§ Work to do:
[a] In the passage about Midtown High School, on what date did the Atlanta Board of Education officially announce the new name?
[b] Name every band that the passage about Midtown High School says makes up the Knights of Sound Band.
[c] Carry on the passage about Midtown High School from its final sentence.

Controversy over name
In January 2016, Henry W. Grady Middle School in Houston was renamed because Grady was a white supremacist.

In February 2016, the school newspaper argued that Henry Grady's name should be removed from the school because he was a white supremacist.

In July 2020, the Atlanta Board of Education formed a committee to consider a new name. On December 15, 2020, the Board officially announced the name change to Midtown High School effective June 1, 2021.

Curriculum and activities

Arts

Knights of Sound
The school has a band, Knights of Sound Band (made of a marching band, a concert/symphonic band, and a jazz band).

Chorus
The school also has a chorus.

School publications

The Unmasking
The Unmasking literary magazine was founded in 1988 as a collection of student art, literature, and criticism edited by Midtown students, published every spring. The magazine was named "Best in Show" by the National Scholastic Press Association twice, in 2005 (Seattle) and 2001 (Boston).

The Southerner
The Southerner is a monthly newspaper written by Midtown students. Part of the High School National Ad Network, it has been published since 1947. The Southerner has won numerous awards, such as the Pacemaker Award and the Quill & Scroll Award, earning the publication nationwide acclaim.

§ Excerpts from a detection dataset:
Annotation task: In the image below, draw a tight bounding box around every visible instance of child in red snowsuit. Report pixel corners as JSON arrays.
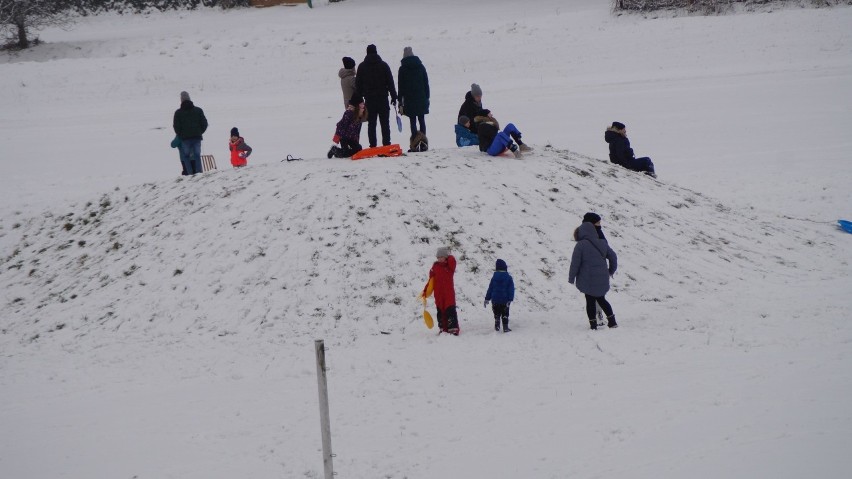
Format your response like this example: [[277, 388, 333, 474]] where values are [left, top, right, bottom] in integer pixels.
[[423, 246, 459, 336], [228, 127, 251, 168]]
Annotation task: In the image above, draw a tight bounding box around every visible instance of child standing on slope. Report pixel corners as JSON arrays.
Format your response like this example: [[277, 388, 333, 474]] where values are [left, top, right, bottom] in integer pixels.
[[228, 127, 251, 168], [327, 97, 367, 158], [423, 246, 459, 336], [568, 213, 618, 329], [485, 259, 515, 333]]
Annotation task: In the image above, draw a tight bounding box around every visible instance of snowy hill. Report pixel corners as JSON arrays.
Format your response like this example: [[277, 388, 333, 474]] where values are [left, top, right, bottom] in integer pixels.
[[0, 148, 849, 477], [0, 0, 852, 479]]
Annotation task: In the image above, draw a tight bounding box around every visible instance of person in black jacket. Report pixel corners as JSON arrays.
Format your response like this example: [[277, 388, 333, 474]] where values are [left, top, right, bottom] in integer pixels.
[[604, 121, 657, 178], [172, 91, 207, 175], [397, 47, 429, 138], [458, 83, 482, 133], [355, 44, 397, 148]]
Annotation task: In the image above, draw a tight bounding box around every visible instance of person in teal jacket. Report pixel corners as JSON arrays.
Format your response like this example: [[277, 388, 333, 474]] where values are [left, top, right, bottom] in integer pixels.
[[456, 115, 479, 147]]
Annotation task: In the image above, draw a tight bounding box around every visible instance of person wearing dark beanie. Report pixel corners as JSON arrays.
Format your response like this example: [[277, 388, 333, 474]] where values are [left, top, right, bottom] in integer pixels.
[[355, 44, 397, 148], [568, 217, 618, 329], [484, 259, 515, 333], [604, 121, 657, 178]]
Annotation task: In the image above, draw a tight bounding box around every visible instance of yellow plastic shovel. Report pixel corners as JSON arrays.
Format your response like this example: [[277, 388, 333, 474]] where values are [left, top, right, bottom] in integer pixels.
[[417, 278, 435, 329]]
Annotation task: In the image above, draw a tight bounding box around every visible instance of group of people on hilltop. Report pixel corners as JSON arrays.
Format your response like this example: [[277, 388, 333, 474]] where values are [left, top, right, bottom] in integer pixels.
[[420, 212, 618, 336], [172, 44, 657, 178], [327, 44, 430, 158]]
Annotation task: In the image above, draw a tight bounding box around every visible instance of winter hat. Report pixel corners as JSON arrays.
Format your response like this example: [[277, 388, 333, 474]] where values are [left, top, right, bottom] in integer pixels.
[[583, 213, 601, 224]]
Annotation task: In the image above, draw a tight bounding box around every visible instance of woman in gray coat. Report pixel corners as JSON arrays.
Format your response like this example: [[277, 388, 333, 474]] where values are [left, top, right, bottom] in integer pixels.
[[568, 213, 618, 329]]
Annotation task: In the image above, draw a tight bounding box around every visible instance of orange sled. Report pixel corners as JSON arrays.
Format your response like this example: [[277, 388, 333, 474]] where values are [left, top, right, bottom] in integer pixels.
[[352, 145, 402, 160]]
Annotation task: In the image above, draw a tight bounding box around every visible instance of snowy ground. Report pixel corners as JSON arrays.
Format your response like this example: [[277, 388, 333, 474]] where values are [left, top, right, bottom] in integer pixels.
[[0, 0, 852, 479]]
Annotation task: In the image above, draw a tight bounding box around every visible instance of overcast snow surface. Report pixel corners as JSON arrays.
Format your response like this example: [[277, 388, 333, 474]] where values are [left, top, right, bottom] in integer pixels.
[[0, 0, 852, 479]]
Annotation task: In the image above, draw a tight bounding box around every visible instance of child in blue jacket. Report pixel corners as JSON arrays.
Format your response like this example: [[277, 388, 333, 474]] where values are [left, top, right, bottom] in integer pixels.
[[456, 115, 479, 146], [485, 259, 515, 333]]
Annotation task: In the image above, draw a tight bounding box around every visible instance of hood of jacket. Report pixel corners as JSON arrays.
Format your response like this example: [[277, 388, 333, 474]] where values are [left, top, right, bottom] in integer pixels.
[[577, 223, 609, 256], [364, 53, 382, 63], [464, 92, 482, 108], [399, 55, 423, 68], [604, 127, 624, 143]]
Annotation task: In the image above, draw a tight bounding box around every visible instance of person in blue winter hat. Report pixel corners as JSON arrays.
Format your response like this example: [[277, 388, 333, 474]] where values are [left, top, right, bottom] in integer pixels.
[[484, 259, 515, 333]]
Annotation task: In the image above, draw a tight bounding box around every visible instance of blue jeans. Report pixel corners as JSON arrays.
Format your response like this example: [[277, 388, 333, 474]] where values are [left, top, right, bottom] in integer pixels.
[[487, 123, 521, 156], [180, 140, 201, 175]]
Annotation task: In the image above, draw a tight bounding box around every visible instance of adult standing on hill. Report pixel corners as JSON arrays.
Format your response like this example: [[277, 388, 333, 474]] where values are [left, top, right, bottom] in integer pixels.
[[172, 91, 207, 175], [355, 44, 397, 148], [568, 213, 618, 329], [397, 47, 429, 138], [337, 57, 356, 108]]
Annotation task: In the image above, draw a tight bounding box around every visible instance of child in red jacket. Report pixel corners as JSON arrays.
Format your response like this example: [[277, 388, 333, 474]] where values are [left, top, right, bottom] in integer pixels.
[[423, 246, 459, 336], [228, 127, 251, 168]]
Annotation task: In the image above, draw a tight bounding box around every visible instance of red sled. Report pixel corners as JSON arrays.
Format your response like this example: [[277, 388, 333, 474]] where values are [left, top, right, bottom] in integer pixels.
[[352, 145, 402, 160]]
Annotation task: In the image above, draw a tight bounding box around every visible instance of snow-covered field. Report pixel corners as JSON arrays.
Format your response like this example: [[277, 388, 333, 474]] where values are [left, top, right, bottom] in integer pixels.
[[0, 0, 852, 479]]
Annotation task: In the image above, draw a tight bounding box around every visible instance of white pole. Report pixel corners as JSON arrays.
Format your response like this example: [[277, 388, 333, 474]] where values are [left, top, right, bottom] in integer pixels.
[[314, 339, 334, 479]]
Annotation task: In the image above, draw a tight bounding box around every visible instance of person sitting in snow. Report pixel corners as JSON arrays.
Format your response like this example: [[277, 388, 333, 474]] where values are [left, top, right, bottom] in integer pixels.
[[459, 83, 482, 134], [473, 110, 532, 159], [423, 246, 459, 336], [456, 115, 479, 147], [485, 259, 515, 333], [568, 213, 618, 329], [328, 97, 367, 158], [228, 127, 251, 168], [604, 121, 657, 178], [337, 57, 355, 108], [459, 83, 532, 156]]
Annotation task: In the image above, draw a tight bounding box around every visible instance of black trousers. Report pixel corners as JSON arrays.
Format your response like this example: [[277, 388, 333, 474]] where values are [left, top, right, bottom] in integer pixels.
[[586, 294, 613, 321], [438, 306, 459, 331], [408, 115, 426, 138], [335, 138, 361, 158], [367, 99, 390, 148], [491, 303, 509, 324]]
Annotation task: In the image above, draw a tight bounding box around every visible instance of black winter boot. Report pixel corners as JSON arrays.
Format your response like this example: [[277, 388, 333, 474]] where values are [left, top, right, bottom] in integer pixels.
[[606, 314, 618, 328]]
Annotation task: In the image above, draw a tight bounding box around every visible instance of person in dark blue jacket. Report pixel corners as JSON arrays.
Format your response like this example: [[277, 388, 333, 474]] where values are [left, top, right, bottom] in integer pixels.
[[456, 115, 479, 146], [604, 121, 657, 178], [568, 213, 618, 329], [485, 259, 515, 333]]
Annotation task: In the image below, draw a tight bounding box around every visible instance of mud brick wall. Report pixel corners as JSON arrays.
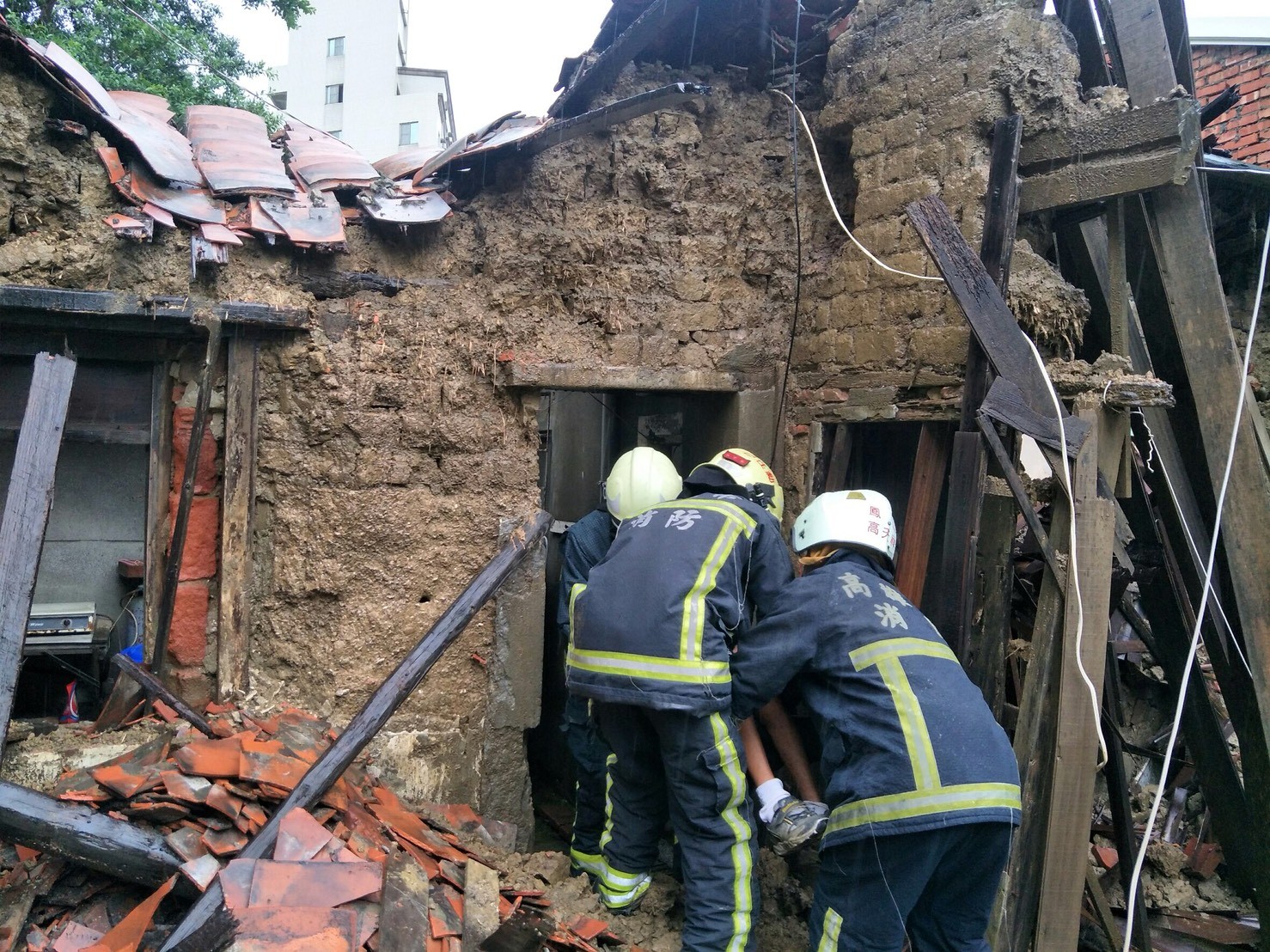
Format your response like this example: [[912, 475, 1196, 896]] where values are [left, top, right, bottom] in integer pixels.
[[794, 0, 1086, 444], [1191, 46, 1270, 165]]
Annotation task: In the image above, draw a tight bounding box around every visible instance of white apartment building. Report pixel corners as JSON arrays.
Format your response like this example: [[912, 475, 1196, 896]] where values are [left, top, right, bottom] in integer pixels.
[[269, 0, 455, 162]]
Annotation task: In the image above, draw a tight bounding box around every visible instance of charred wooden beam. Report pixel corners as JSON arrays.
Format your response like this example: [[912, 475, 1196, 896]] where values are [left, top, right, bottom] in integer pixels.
[[151, 321, 221, 678], [0, 781, 181, 886], [162, 511, 551, 952], [1018, 99, 1200, 212], [111, 654, 216, 737], [516, 82, 710, 155], [547, 0, 699, 119], [216, 338, 260, 700], [0, 284, 308, 334], [0, 354, 75, 753]]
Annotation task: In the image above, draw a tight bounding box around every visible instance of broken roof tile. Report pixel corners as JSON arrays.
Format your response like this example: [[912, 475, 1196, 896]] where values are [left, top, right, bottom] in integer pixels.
[[247, 859, 383, 907], [273, 808, 330, 862], [180, 853, 221, 893], [173, 736, 242, 777], [186, 106, 296, 197], [286, 119, 380, 191], [234, 906, 358, 952]]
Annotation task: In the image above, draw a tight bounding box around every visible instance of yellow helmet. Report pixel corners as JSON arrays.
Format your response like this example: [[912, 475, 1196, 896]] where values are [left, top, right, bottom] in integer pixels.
[[685, 447, 785, 522], [605, 447, 683, 521]]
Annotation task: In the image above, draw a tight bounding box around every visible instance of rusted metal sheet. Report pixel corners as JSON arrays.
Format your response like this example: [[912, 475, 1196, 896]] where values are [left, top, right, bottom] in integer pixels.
[[186, 106, 296, 196], [259, 196, 345, 247], [357, 192, 449, 224], [278, 119, 380, 191], [40, 43, 120, 119], [375, 146, 442, 179], [106, 91, 203, 186], [120, 165, 225, 224]]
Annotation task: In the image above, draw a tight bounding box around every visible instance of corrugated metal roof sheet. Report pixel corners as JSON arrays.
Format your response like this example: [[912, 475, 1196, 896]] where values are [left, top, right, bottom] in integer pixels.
[[286, 119, 380, 191], [186, 106, 296, 196]]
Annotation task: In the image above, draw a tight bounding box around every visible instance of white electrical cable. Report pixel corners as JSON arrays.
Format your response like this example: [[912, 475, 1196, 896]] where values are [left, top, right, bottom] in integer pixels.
[[1023, 334, 1108, 771], [770, 88, 943, 283], [1123, 208, 1270, 952], [1134, 410, 1252, 678]]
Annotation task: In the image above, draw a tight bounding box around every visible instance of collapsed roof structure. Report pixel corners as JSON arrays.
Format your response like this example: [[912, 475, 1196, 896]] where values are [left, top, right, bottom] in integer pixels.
[[0, 0, 1270, 949]]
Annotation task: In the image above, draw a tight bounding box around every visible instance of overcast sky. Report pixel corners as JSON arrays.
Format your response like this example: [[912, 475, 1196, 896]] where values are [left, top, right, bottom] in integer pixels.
[[220, 0, 1267, 133]]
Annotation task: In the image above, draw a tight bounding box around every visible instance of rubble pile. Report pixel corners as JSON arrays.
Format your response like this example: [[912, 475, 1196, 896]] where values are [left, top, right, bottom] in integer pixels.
[[0, 700, 621, 952]]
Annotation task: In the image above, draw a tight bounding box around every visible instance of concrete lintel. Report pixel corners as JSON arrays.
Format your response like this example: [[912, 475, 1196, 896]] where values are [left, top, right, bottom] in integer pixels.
[[495, 361, 772, 394]]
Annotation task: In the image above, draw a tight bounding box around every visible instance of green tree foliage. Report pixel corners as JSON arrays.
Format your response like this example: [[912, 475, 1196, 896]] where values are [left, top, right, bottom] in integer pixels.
[[5, 0, 313, 118]]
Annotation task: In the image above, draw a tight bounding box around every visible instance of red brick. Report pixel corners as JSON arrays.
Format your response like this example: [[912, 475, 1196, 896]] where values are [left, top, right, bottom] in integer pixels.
[[168, 492, 221, 582], [168, 582, 210, 665], [176, 668, 212, 711], [172, 406, 216, 492]]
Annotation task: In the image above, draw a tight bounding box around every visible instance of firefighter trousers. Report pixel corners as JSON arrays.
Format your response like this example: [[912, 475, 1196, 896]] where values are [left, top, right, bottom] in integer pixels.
[[592, 702, 758, 952]]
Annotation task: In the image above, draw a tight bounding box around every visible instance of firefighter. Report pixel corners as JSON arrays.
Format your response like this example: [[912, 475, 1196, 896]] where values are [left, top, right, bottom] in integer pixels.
[[568, 449, 792, 952], [556, 447, 683, 877], [731, 490, 1020, 952]]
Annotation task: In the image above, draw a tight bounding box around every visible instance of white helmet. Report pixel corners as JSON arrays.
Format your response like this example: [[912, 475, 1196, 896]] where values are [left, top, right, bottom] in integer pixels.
[[605, 447, 683, 519], [790, 489, 899, 566], [686, 447, 785, 522]]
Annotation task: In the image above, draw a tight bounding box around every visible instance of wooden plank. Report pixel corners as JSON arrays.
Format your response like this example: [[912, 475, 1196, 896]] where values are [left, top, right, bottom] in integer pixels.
[[895, 423, 951, 607], [162, 511, 553, 952], [216, 338, 260, 700], [1036, 399, 1115, 949], [0, 354, 75, 752], [980, 378, 1090, 457], [150, 321, 221, 678], [463, 859, 498, 952], [143, 361, 173, 670], [0, 781, 181, 886], [547, 0, 699, 119], [907, 196, 1054, 415], [1106, 9, 1270, 918], [111, 654, 216, 737], [378, 851, 432, 952]]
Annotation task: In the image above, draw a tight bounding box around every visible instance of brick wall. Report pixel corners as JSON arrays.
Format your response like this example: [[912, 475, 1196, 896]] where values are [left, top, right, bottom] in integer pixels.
[[1191, 46, 1270, 165]]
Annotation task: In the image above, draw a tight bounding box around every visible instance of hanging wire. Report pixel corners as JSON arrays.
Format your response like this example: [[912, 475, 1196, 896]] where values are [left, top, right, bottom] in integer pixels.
[[1123, 205, 1270, 952]]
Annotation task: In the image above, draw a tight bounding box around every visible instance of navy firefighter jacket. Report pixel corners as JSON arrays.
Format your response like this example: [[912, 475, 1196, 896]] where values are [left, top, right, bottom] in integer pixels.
[[733, 550, 1020, 848], [566, 492, 794, 715]]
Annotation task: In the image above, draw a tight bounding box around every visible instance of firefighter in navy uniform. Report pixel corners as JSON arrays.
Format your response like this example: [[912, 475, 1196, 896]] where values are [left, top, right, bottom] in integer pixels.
[[733, 490, 1020, 952], [568, 449, 792, 952], [556, 447, 683, 877]]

§ Responses by task:
[a] December 15, 2020

[b] A marching band, a concert/symphonic band, and a jazz band.

[c]
GNN and Gametime
Grady News Now and Gametime were Midtown High School's programs in broadcast journalism, and are also recipients of many awards. GNN won its first Pacemaker in November 2005. Gametime is a weekly show dedicated to the coverage of prevalent sports stories as well as scores and highlights from all scholastic athletic events. It won the GSPA (Georgia Scholastic Press Association) award for the best new breakthrough production.

Nexus 
Nexus, written by Midtown students, was a bimonthly magazine. Its success in the 2004–2005 school year was at first limited, with only a handful of editions, as that was its first year and it started late. Its second year (2005–2006) saw great success when Nexus gained the Start-Up achievement award from the Georgia Scholastic Press Association. In the 2008–2009 school year Nexus won "All Southern" from SIPA.

Sports
As of the 2021–22 season.

Key:

 Fall sports
 Water polo - boys' and girls'; girls 3rd place in state, 2013 
 Cheerleading (2006 Regional Champions)
 Cross-country (boys: 2017 Regional Champions; 2017 APS city champions; 2005 Regional Champions; 2003 2nd at state; 2009 APS city champions, 2010 APS city champions, 2011 APS city champions; 2016 APS city champions, 2018 APS city champions, 2019 APS city champions, 2019 2nd at regionals; 2019 3rd at state; girls: 2017 Regional Champions; 2017 APS City Champions)
 Football – varsity and junior varsity (1953 State Champions, 2016 Regional Champions, 2014 Regional Champions, State Football Semi-Finals)
 Softball
 Volleyball
 Winter sports
 Swimming - girls 2014 City Champs, boys 2014 City 2nd Place
 Basketball – boys' and girls' varsity and JV (2006 Regional Champion Runner-up)
 Cheerleading (2006 Regional Champion)
 Debate – novice, JV and varsity (see below, under "Speech and Debate")
 Riflery – co-ed
 Spring sports
 Baseball – varsity and JV
 Golf
 Lacrosse - varsity (boys and girls)
 Soccer (boys: 2004, 2005 Regional Champions; girls: first state playoff win ever in 2006, Final Four in 2007) - Grady soccer teams compete in region 5-AAA.
 Tennis (varsity boys: 2017,2018, 2019 6AAAAA Region Champions, 2019 AAAAA State Runner Up)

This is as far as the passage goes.